[Saved entries]
⟨

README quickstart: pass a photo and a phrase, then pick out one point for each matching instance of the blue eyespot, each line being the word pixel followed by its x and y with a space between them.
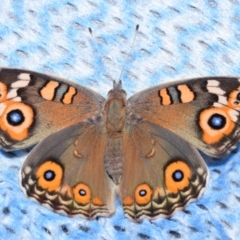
pixel 49 175
pixel 142 193
pixel 15 117
pixel 217 121
pixel 177 176
pixel 82 192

⟩

● Exercise directions: Once the pictures are set aside, write out each record exactly.

● Answer box:
README quickstart: pass a photo and a phrase, then pick out one point for each matching instance of the blue eyespot, each line being the word pixel followed by its x and y with a space between them.
pixel 49 175
pixel 142 193
pixel 15 117
pixel 217 121
pixel 177 176
pixel 82 192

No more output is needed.